Testo mostrato
■ ■ ■ ■
Tra questi era stato inventato il “cocoon”, uno spray polimerico, dalla consistenza simile a quella della resina o anche dello zucchero filato. Questo materiale veniva usato dagli americani per rivestire le scatole dei fucili: era una sorta di pellicola protettiva waterproof per armamenti. Artur Eisenkeil ne rimase conquistato. In America l’architetto George Nelson aveva iniziato a sperimentarlo per delle luci, con delle forme molto semplici. Artur Eisenkeil decise di comprarne il brevetto per poi presentare alla fiera di Milano le prime sperimentazione in cocoon, che attirarono le attenzioni dell’imprenditore Dino Gavina. I due insieme, decisero di dare “in pasto” a un progettista questo nuovo materiale. I progettisti sarebbero stati poi più di uno: in primis i due fratelli e architetti milanesi, Pier Giacomo e Achille Castiglioni.
La storia straordinaria è che Gavina non conosceva i Castiglioni, ma li scoprì attraverso il grande artista Lucio Fontana, che gli consigliò di incaricare i due architetti. I Castiglioni, stipendiati e contenti, si trasferirono a Merano per alcuni mesi per fare ricerca e creare delle lampade. Da questa bella collaborazione tra due giovani menti creative e un’industria visionaria che voleva sperimentare un materiale americano innovativo di estrazione bellica, sarebbero venute “alla luce” delle lampade straordinarie, dalla consistenza eterea come nuvole e dalla luminosità diffusa e avvolgente. Lampade che ancora oggi, dopo tanti anni, sono in produzione e illuminano tante case contemporanee. E fu così che nel 1962 venne fondata a Merano da Dino Gavina e Cesare Cassina in collaborazione con Artur Eisenkeil la società FLOS. Dai Castiglioni verranno progettati e realizzati tre modelli di luci in cocoon: le sospensioni, “Taraxacum” e “Viscontea” (1960) e la lampada da tavolo “Gatto” (1962), un po’ più piccola. Ai due si unì anche Tobia Scarpa, figlio di Carlo Scarpa, che realizzerà con lo stesso materiale una luce da terra a forma di bozzolo: la lampada “Fantasma” (1961). È interessante il fatto che siano state realizzate tutte le tipologie di lampade in cocoon: le due sospese e quella da tavola, progettate dai Castiglioni e la lampada da terra realizzata da Scarpa. Questa affascinate storia me l’ha raccontata Giovanna Castiglioni, la figlia di Achille, che ho avuto il piacere di intervistare qualche giorno fa, poco tempo dopo aver incontrato anche suo fratello maggiore Carlo Castiglioni, che mi ha guidato in un’avvincente visita alla Fondazione Achille Castiglioni oggi anche Casa – Museo a Milano, dove è in corso una bellissima esposizione dal titolo in milanese “Fa ballà i man – Il design dei Castiglioni guardato con mano”, in mostra fino al 13 aprile 2024 e che vi inviterei caldamente a visitare. La possibilità di chiacchierare con Giovanna è arrivata in occasione di un workshop sui Castiglioni che Giovanna ha tenuto su invito di Andreas Eisenkeil il 18 maggio alle ore 18.00 da Im Kult a Marlengo, dove si trova la sede storica di Lichtstudio Eisenkeil; proprio là dove è cominciato l’importante sodalizio creativo e l’amicizia tra i Castiglioni e gli imprenditori della famiglia Eisenkeil – workshop di cui parleremo adesso con Giovanna Castiglioni.
■ ■ ■ ■
Dati mostrati
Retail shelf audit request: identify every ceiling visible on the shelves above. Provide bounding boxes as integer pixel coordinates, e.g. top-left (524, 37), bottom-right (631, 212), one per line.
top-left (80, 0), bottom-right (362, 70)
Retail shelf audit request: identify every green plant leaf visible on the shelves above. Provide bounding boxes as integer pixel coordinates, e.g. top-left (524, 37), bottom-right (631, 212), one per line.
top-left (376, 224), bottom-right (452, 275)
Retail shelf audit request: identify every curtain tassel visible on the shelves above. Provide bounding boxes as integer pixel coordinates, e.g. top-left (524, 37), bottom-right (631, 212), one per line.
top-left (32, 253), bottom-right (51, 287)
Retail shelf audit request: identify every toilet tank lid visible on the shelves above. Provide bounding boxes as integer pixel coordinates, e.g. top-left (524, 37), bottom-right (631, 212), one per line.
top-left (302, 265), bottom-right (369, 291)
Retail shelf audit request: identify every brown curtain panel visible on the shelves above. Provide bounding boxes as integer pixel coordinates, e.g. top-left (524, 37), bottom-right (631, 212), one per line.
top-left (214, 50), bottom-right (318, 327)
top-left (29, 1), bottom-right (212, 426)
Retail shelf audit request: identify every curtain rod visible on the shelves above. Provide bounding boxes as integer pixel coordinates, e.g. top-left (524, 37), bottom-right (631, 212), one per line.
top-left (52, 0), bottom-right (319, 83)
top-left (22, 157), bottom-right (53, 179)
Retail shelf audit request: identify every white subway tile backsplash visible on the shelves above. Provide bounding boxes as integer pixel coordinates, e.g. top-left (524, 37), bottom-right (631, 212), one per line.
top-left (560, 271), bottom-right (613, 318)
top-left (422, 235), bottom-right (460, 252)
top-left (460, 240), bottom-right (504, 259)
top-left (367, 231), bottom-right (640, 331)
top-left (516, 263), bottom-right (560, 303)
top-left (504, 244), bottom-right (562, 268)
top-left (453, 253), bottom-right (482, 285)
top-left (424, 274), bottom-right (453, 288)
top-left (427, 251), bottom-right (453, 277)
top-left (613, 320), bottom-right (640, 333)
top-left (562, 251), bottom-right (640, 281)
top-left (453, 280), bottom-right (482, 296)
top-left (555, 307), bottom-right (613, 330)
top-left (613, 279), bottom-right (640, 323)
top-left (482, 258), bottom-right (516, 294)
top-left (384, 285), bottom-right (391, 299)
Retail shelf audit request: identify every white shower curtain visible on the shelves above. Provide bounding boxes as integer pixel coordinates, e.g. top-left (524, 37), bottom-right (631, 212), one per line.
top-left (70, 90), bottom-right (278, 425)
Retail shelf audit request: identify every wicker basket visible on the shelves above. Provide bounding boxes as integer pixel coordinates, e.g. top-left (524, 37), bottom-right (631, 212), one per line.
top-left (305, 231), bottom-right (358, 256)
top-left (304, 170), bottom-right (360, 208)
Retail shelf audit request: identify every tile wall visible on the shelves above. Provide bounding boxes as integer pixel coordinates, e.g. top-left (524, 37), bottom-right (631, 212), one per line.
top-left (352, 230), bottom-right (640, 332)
■ ■ ■ ■
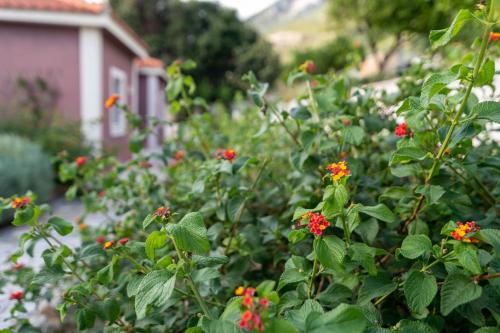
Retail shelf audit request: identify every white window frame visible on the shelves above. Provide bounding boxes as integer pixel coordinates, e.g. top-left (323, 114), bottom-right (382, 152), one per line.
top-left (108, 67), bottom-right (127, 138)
■ ■ ■ ■
Da fare
A) Elenca tutti i modelli di lampada in cocoon nominati nel testo sulle lampade in cocoon.
B) Secondo il testo sulle lampade in cocoon, in che anno e in quale città fu fondata la società FLOS?
C) Cita dal testo sulle lampade in cocoon il passo che comincia con "Tra questi era" e finisce con "e Achille Castiglioni.".
I dati sono materiale a sé, distinto dal testo.

Elenco soluzioni
A) Taraxacum, Viscontea, Gatto, Fantasma

B) Nel 1962, a Merano.

C)
Tra questi era stato inventato il “cocoon”, uno spray polimerico, dalla consistenza simile a quella della resina o anche dello zucchero filato. Questo materiale veniva usato dagli americani per rivestire le scatole dei fucili: era una sorta di pellicola protettiva waterproof per armamenti. Artur Eisenkeil ne rimase conquistato. In America l’architetto George Nelson aveva iniziato a sperimentarlo per delle luci, con delle forme molto semplici. Artur Eisenkeil decise di comprarne il brevetto per poi presentare alla fiera di Milano le prime sperimentazione in cocoon, che attirarono le attenzioni dell’imprenditore Dino Gavina. I due insieme, decisero di dare “in pasto” a un progettista questo nuovo materiale. I progettisti sarebbero stati poi più di uno: in primis i due fratelli e architetti milanesi, Pier Giacomo e Achille Castiglioni.